◆ REQUIRED WORK
Find every line in the records below that contains the word "sign" and copy each of those lines.

◆ DATA SHOWN
((
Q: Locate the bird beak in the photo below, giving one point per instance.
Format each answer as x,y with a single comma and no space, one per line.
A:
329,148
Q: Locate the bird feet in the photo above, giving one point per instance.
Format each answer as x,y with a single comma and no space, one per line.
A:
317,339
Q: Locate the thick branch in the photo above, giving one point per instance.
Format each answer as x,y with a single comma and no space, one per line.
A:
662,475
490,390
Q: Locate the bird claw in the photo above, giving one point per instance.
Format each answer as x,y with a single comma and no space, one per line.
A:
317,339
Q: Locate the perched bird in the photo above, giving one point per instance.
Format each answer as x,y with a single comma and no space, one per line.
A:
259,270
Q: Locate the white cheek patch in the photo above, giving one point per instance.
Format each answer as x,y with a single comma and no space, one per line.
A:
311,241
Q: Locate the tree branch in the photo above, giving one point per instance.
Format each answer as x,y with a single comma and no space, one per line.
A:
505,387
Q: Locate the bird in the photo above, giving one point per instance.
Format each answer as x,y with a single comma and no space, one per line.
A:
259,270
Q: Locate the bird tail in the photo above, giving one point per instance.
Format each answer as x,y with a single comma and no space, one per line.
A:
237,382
))
((
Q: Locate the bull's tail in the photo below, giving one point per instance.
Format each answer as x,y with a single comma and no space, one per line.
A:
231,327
))
((
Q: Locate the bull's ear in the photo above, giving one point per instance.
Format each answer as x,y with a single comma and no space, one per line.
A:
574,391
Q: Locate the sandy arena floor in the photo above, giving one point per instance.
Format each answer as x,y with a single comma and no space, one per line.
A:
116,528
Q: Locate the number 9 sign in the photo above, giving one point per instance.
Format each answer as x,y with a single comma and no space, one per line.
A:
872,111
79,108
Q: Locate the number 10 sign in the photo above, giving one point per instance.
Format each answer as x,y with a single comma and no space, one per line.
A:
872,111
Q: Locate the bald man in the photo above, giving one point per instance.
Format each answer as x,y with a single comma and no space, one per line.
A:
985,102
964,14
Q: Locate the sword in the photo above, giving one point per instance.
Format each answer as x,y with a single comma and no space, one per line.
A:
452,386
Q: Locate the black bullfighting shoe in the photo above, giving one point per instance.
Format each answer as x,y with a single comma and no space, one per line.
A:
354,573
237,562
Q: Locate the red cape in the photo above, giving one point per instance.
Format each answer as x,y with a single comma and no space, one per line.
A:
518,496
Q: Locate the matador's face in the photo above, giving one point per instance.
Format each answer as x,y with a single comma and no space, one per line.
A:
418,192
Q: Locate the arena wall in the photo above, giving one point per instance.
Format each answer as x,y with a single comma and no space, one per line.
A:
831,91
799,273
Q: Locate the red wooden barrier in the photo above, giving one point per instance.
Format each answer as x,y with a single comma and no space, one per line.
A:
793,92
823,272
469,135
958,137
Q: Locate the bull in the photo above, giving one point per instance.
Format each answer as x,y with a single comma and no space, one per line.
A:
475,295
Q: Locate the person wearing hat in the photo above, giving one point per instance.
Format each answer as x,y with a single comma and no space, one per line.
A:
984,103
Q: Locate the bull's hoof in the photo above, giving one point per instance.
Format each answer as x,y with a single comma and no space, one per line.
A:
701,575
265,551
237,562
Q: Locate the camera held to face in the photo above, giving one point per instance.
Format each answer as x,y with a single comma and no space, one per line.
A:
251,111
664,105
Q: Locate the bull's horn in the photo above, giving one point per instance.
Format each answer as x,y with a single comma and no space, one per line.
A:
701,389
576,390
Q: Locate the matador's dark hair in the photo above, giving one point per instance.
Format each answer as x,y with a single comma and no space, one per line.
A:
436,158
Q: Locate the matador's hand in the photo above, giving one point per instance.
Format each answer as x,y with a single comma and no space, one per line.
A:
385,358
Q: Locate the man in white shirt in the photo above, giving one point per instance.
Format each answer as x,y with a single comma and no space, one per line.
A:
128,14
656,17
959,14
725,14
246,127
))
◆ TASK SOLUTION
Q: Locate the number 9 sign in the photo above, giving one point per instance.
Q: Locate the number 10 sign in the photo above, giving one point per instance.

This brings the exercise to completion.